Datos de origen:
━━━

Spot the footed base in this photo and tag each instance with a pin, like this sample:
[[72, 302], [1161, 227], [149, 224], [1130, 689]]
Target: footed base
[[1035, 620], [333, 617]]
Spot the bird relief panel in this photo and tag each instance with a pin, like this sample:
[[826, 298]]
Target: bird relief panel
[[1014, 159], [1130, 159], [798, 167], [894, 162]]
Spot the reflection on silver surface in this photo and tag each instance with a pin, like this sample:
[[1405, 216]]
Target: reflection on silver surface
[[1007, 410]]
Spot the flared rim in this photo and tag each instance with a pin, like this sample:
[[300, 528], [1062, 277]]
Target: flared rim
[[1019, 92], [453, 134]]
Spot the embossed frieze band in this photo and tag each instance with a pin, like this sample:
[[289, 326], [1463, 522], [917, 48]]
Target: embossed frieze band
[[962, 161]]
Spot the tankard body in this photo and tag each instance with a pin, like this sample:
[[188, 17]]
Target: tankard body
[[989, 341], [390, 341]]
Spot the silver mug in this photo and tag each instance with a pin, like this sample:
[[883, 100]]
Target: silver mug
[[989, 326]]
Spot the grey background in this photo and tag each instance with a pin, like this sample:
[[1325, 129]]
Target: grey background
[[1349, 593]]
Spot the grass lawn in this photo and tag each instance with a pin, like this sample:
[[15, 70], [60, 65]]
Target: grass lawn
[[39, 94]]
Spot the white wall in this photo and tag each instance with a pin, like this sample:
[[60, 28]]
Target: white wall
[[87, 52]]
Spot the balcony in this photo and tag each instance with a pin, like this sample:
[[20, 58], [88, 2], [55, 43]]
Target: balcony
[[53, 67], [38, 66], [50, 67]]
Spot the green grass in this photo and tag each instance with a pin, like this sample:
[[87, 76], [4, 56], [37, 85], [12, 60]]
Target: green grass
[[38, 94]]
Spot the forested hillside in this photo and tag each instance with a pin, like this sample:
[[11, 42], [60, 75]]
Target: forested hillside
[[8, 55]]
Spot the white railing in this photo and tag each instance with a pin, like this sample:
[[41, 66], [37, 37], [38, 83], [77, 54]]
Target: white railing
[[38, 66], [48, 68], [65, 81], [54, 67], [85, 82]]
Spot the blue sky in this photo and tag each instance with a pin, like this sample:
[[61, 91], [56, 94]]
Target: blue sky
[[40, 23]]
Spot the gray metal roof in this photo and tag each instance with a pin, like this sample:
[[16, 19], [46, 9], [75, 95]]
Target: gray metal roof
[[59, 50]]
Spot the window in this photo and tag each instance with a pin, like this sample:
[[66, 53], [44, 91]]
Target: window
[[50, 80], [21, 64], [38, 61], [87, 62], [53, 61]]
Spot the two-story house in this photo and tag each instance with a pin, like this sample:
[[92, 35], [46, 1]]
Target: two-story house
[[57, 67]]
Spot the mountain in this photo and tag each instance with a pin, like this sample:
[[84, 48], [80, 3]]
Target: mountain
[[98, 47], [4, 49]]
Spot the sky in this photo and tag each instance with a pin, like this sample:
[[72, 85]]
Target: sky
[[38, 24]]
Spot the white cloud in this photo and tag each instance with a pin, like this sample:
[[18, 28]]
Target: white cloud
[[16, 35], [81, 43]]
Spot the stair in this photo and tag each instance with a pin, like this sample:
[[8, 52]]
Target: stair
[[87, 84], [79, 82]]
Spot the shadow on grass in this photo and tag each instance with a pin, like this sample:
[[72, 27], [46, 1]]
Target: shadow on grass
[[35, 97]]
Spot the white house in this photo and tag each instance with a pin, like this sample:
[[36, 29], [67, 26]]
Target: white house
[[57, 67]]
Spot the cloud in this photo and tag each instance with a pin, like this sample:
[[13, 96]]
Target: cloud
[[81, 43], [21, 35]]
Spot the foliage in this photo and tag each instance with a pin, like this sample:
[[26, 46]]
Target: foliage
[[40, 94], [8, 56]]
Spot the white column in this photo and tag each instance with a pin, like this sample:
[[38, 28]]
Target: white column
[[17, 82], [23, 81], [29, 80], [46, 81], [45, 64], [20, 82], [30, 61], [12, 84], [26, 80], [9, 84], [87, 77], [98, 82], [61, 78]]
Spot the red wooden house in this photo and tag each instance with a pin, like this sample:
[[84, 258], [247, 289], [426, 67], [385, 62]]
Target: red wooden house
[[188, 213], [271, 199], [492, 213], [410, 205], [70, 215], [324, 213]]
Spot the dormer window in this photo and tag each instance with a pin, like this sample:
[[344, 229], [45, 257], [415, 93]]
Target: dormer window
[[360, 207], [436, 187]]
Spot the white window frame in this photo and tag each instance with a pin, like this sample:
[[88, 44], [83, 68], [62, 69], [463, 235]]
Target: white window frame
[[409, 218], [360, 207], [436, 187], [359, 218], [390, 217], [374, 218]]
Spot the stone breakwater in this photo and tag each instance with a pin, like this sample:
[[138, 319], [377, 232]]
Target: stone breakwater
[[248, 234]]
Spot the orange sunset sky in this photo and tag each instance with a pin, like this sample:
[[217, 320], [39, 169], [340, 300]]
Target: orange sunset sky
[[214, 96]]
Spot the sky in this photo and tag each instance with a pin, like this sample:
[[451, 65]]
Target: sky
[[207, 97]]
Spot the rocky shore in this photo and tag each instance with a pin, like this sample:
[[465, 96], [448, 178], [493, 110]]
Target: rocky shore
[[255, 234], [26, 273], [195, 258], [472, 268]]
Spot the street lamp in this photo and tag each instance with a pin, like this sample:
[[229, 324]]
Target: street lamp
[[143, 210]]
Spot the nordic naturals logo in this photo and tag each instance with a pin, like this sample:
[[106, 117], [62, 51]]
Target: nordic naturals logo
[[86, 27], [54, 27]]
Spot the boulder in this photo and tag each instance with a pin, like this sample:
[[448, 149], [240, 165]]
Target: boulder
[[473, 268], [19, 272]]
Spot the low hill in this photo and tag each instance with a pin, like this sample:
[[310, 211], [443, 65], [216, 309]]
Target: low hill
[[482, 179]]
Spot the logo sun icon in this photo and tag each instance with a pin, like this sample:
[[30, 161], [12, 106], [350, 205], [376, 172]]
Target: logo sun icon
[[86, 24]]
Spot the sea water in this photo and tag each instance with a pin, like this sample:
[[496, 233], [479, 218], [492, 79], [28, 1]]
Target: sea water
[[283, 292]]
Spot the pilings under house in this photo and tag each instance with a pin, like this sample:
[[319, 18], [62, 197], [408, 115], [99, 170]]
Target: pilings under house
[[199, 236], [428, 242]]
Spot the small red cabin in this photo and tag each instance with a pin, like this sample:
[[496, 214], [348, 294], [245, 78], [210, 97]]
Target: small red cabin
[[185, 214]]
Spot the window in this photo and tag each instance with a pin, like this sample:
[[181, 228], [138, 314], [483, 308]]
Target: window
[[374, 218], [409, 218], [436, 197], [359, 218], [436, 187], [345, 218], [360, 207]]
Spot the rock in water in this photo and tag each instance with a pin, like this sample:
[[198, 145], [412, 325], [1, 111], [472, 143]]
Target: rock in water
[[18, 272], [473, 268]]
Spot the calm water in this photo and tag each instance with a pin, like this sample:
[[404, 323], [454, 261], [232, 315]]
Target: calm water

━━━

● Qué entregar: Presenta como lista numerada las líneas de los datos de arriba que van desde la que contiene "Spot the reflection" hasta la que contiene "[[53, 67], [38, 66], [50, 67]]", ambas incluidas, y deja fuera las líneas en blanco.

● Solución:
1. Spot the reflection on silver surface in this photo and tag each instance with a pin, like this sample:
2. [[1405, 216]]
3. Target: reflection on silver surface
4. [[1007, 410]]
5. Spot the flared rim in this photo and tag each instance with a pin, like this sample:
6. [[300, 528], [1062, 277]]
7. Target: flared rim
8. [[1019, 92], [453, 134]]
9. Spot the embossed frieze band in this photo and tag each instance with a pin, like this sample:
10. [[289, 326], [1463, 522], [917, 48]]
11. Target: embossed frieze band
12. [[962, 161]]
13. Spot the tankard body in this photo and tag each instance with a pin, like this sample:
14. [[188, 17]]
15. Target: tankard body
16. [[989, 341], [390, 341]]
17. Spot the silver mug in this photo and tag each instance with a pin, like this sample:
18. [[883, 100]]
19. Target: silver mug
20. [[989, 326]]
21. Spot the grey background in this photo and tag each instance with a pin, like this sample:
22. [[1325, 129]]
23. Target: grey background
24. [[1349, 593]]
25. Spot the grass lawn in this photo and tag each instance with a pin, like this sample:
26. [[15, 70], [60, 65]]
27. Target: grass lawn
28. [[39, 94]]
29. Spot the white wall in this photo and tag each instance with a pin, like this sample:
30. [[60, 28]]
31. Target: white wall
32. [[87, 52]]
33. Spot the balcony in this photo and tag each instance with a pin, like this sample:
34. [[20, 58], [88, 2], [55, 43]]
35. Target: balcony
36. [[53, 67], [38, 66], [50, 67]]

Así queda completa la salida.